Market Outlook

The week ahead: ECB; Airbnb IPO; Ocado, Rolls-Royce results

Watch our week ahead video preview, read our pick of the top stories to look out for this week (7-11 December), and view our key company earnings schedule.

Michael looks back at this week’s price action in the FTSE 100, S&P 500, EUR/USD and GBP/USD, as well as ahead to a possible EU-UK trade deal, the ECB rate meeting, China trade balance, plus Airbnb IPO, and Rolls-Royce Q3 update. He also looks at some key levels on crude oil, gold prices and the US dollar.

China trade balance (November)

Monday: The most recent China trade numbers continued the improvement that began in September, when imports rose 13.2% to their best levels this year. In October, this slowed a little but was still positive, rising 4.7%, half of the 9.5% that was expected. This was a little disappointing, however given the strength of recent PMI data, it seems likely that barring a second wave of coronavirus, China is set for a strong finish to the year. Exports have continued to do well in recent months, largely as a result of strong demand for medical PPE. There’s been a big improvement in Chinese domestic demand over the last couple of months, and this trend should be reflected in the November trade data. Particular attention will be on the import numbers, especially given that Golden Week happened in the first part of November, and recent data has shown that the services PMI has been a strong performer.

Photo-based referring expression data:
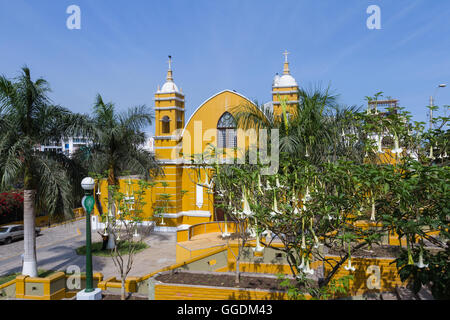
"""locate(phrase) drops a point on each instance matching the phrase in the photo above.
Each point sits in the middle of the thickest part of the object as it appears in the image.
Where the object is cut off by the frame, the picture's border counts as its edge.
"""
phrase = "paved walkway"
(56, 251)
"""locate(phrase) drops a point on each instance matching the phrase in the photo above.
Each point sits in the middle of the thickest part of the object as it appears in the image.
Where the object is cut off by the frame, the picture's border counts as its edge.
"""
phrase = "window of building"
(226, 131)
(165, 123)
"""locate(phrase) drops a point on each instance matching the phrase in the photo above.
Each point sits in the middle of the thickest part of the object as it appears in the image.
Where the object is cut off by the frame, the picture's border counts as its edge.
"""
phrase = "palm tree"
(314, 130)
(27, 120)
(117, 144)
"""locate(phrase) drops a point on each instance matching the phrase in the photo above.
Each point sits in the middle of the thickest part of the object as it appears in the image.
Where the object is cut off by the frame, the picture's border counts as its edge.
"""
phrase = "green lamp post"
(88, 204)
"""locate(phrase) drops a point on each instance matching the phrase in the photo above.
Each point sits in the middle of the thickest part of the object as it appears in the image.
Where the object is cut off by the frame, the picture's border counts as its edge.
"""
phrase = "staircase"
(404, 293)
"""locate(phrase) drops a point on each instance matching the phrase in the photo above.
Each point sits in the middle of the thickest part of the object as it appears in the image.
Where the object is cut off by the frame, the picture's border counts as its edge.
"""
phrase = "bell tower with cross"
(169, 122)
(285, 88)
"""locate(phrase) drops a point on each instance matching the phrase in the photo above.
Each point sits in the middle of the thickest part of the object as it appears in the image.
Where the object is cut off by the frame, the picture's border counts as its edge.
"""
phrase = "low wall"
(44, 221)
(54, 287)
(168, 291)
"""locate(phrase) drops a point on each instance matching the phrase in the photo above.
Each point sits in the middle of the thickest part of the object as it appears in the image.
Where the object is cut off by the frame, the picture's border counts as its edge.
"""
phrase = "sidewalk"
(56, 251)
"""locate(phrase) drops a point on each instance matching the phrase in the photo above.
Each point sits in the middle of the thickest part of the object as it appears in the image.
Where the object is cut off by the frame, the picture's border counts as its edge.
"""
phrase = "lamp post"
(88, 204)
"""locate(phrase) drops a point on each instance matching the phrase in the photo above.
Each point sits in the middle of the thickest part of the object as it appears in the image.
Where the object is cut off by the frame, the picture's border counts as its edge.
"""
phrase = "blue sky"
(122, 47)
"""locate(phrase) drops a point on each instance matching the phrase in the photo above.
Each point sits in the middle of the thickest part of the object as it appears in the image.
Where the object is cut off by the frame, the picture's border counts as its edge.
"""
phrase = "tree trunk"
(111, 182)
(29, 258)
(122, 290)
(238, 275)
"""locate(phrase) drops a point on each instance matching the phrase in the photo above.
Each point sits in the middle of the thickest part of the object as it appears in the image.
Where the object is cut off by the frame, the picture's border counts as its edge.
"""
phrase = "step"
(425, 293)
(389, 296)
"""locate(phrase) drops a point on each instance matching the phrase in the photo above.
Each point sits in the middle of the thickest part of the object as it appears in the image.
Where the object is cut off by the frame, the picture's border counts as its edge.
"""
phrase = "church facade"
(181, 196)
(190, 201)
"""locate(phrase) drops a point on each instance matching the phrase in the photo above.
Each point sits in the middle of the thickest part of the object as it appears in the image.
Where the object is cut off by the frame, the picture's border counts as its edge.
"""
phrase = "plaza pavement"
(56, 251)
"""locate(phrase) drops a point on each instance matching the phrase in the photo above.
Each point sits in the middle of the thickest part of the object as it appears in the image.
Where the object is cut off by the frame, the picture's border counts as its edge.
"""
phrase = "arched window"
(226, 131)
(165, 123)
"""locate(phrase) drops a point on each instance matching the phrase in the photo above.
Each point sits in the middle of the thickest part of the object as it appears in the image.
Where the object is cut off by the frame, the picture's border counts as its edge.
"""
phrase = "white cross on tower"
(170, 62)
(285, 53)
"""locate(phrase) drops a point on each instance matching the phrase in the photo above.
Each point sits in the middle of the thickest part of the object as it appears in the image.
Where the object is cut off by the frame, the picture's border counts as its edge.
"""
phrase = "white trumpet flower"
(431, 156)
(420, 264)
(397, 149)
(251, 232)
(302, 265)
(247, 211)
(258, 247)
(372, 216)
(267, 233)
(349, 266)
(275, 206)
(307, 196)
(380, 149)
(260, 186)
(307, 269)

_Task requirements_.
(1) By what percentage did China's imports rise in September, according to the market outlook?
(2) Pick up the market outlook after its final sentence and continue it.

_Responses by task_.
(1) 13.2%

(2)
Ted Baker half-year results

Monday: When the clothing retailer announced in June that it was looking to raise over £100m at a discounted price of 75p, the Ted Baker share price tumbled, as the new management looked to rescue a business that’s fortunes have imploded spectacularly in recent years. In March 2018, the shares were up at over £30 each, however a raft of profit warnings, the departure of founder Ray Kelvin in controversial circumstances, and various stock accounting errors, have seen the shares fall sharply. Earlier this year, Ted Baker sold and leased back its head office in London for £78.75m, with £72m of that cash used to pay down debts. 

Ted Baker has an uphill struggle in the current retail environment, however underlying profits in the last fiscal year did come in at £4.8m, despite various writedowns, while total revenue fell 1.4% to £630.5m. Gross margins are also above 50% at 55.6% as per its last annual report. On the plus side, Ted Baker’s store footprint is much narrower than a lot of its peers, and the business rates holiday will also help on the margins, while the company’s collaboration with Next has expanded beyond children’s clothes, to include lingerie and nightwear from May 2021. Its e-commerce business has been a bright spot, with a 35% year-on-year rise when it reported in July. New CEO Rachel Osborne seems to be very aware that digital is the way forward, and Monday’s first-half results are likely to be a decent arbiter of progress.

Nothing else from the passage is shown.